ЗАДАНИЕ 1: Извлеките из перечня ниже все строки, в которых встречается слово «yellow».

ВЫБРАННЫЙ ТЕКСТ:
= = = = =
# Общий раздел > Работа и карьера > Бизнес >  Создание покер-клуба...

## Serg1101

Доброго времени суток, есть мысль по поводу открытия покер-клуба город с населением около 350 тыс. чел. покер-клуб уже есть, просто есть предложение длевого участия, хочу спросить есть ли смысл, или рискованная идея в итоге которой останешься ни с чем? Заранее спасибо!!!

----------


## JAHolper

ну здесь надо детали смотреть, как же так решишь... Пообщайся с каким-нибудь толковым экономистом.
Этот клуб, который уже есть, типа даёт франшизу? Или в него просто надо инвестировать деньги?

----------


## Mouse

Для справок, и для пользы размышления, просмотри расценки на игорных бизнес. Один игровой стол в обычном городе - 2500 евро в месяц (Минск 4000). Стоит ли открывать, если никто не пойдёт. Тут не только с экономистом надо поговорить, а если дело серьёзное, то и маркетинговые исследования необходимы. Если в городе мало "дядек на шикарных авто", спрос вряд ли появиться.

----------


## Роман

Что-то интересующийся спросил и пропал  Я так понимаю, одно из двух: либо вплотную занялся организацией клуба, либо - наоборот, "забил" на это дело  С Новым годом!

----------
= = = = =
ВХОДНЫЕ ДАННЫЕ:

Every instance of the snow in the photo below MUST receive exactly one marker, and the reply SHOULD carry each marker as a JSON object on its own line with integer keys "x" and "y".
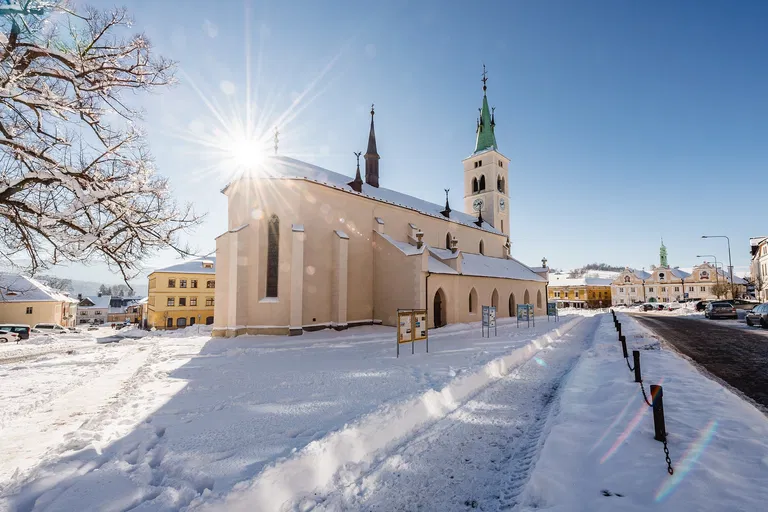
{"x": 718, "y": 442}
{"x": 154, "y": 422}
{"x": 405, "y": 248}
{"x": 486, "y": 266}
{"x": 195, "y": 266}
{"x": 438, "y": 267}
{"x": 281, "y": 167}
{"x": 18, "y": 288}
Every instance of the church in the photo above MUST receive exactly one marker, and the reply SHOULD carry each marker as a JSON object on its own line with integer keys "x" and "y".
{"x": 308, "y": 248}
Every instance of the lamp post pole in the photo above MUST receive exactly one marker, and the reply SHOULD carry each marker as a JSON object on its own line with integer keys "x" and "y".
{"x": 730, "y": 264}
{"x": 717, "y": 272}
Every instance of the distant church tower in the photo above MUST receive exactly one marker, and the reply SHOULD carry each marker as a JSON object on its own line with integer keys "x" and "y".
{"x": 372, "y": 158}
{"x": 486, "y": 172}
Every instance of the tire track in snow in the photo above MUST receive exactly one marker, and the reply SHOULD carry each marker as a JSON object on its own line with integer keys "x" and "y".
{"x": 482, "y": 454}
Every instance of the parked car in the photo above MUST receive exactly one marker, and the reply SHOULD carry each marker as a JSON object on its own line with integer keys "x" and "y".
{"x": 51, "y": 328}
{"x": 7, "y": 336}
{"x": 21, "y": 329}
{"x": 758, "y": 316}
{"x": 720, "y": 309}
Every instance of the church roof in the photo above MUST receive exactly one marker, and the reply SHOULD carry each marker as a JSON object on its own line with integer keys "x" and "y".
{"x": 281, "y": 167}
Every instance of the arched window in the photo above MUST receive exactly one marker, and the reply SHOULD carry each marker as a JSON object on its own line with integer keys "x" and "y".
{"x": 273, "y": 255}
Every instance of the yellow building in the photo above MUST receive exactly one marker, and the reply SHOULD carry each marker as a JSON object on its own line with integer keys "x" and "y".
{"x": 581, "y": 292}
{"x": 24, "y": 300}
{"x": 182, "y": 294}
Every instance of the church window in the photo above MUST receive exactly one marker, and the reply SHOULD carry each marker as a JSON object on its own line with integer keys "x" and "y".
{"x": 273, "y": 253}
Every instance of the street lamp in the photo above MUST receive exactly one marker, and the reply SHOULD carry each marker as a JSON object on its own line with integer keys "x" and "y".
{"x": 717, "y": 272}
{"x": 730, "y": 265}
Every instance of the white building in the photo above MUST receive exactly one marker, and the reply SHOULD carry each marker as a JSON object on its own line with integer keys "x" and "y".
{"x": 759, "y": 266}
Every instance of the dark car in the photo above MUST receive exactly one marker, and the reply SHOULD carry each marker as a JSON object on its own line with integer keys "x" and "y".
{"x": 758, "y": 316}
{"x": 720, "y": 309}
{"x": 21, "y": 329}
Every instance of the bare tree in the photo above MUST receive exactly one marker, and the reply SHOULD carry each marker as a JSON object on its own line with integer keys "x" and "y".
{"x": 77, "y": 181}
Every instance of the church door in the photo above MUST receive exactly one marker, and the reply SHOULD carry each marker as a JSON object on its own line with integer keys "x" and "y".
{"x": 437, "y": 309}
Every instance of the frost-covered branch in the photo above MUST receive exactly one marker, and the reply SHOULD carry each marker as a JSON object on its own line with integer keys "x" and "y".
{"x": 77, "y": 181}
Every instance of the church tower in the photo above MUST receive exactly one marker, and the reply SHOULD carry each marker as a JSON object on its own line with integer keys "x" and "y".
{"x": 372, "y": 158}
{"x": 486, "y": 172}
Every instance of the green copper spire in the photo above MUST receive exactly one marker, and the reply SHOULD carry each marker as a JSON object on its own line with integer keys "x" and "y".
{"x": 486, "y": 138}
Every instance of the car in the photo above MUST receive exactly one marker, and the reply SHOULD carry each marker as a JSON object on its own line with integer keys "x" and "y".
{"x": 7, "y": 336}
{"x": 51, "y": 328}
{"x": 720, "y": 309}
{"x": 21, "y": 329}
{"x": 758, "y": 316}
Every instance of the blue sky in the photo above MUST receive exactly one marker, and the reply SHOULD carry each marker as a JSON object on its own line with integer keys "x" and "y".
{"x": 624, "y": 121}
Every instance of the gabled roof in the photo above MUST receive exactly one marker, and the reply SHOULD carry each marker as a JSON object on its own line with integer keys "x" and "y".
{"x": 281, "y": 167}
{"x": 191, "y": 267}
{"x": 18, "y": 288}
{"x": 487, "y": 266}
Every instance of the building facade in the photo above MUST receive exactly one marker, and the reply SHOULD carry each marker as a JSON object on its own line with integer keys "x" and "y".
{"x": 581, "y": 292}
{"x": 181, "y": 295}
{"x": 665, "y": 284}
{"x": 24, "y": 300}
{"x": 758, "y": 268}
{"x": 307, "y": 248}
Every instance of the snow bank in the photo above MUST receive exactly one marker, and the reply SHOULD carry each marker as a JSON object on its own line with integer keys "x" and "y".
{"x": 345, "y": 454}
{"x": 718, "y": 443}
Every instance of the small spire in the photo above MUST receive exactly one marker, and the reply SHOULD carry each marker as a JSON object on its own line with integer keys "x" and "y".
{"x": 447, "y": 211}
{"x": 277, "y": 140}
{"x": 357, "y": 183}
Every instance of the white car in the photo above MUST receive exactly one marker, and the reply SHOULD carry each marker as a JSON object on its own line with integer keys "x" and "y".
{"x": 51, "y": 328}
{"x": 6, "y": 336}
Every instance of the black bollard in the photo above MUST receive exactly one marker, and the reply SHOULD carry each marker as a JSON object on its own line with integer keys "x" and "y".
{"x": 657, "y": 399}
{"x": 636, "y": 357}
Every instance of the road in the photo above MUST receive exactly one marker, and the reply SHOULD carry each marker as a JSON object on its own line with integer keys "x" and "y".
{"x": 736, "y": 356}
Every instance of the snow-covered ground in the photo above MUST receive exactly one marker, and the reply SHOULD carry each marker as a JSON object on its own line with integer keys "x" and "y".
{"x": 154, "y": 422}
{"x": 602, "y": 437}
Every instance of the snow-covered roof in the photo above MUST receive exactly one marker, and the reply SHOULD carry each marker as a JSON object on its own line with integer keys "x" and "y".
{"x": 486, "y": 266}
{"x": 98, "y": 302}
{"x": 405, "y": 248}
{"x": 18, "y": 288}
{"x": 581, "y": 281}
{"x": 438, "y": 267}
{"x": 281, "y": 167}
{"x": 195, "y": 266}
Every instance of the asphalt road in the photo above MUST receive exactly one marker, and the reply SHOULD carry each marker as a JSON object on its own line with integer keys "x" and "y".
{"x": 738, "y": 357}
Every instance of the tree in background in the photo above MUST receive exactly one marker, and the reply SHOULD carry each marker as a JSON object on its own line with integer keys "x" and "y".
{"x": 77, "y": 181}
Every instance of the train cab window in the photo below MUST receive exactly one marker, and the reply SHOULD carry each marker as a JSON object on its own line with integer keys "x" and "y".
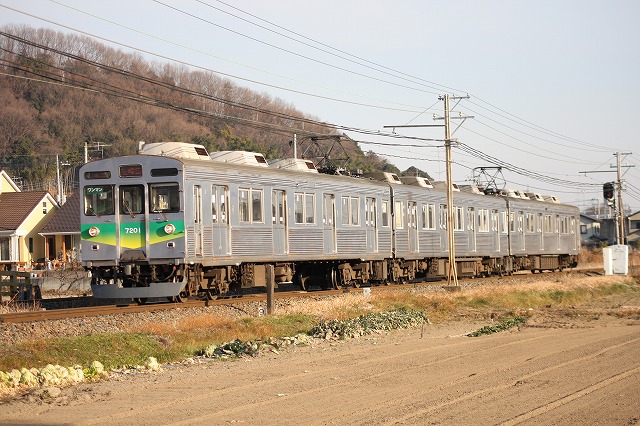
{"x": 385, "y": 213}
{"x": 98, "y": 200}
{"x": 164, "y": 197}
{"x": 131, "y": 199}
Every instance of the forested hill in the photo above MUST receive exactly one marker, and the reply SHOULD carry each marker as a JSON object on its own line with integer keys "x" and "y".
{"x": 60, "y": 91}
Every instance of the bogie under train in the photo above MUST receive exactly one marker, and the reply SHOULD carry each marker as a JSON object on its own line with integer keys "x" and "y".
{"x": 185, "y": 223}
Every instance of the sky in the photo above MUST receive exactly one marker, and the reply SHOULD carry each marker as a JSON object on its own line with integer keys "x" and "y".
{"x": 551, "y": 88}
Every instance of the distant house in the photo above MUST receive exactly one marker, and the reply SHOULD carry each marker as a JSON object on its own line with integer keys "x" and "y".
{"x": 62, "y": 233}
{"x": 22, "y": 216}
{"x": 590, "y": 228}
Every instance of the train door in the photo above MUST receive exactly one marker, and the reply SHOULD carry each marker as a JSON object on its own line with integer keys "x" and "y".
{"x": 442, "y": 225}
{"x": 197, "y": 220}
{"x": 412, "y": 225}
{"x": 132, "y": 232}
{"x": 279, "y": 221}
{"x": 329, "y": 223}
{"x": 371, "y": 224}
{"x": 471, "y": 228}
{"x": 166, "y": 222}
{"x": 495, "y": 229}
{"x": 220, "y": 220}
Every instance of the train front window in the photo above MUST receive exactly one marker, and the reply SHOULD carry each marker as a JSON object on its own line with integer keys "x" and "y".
= = = = =
ЗАДАНИЕ 2: Процитируйте отрывок из обсуждения открытия покер-клуба между словами «# Общий раздел» и «чем? Заранее спасибо!!!» включительно.

ОЖИДАЕМЫЙ ОТВЕТ 1:
Every instance of the yellow building in the photo above MUST receive exactly one marker, and the reply SHOULD carry each marker as a JSON object on its own line with integer keys "x" and "y".

ОЖИДАЕМЫЙ ОТВЕТ 2:
# Общий раздел > Работа и карьера > Бизнес >  Создание покер-клуба...

## Serg1101

Доброго времени суток, есть мысль по поводу открытия покер-клуба город с населением около 350 тыс. чел. покер-клуб уже есть, просто есть предложение длевого участия, хочу спросить есть ли смысл, или рискованная идея в итоге которой останешься ни с чем? Заранее спасибо!!!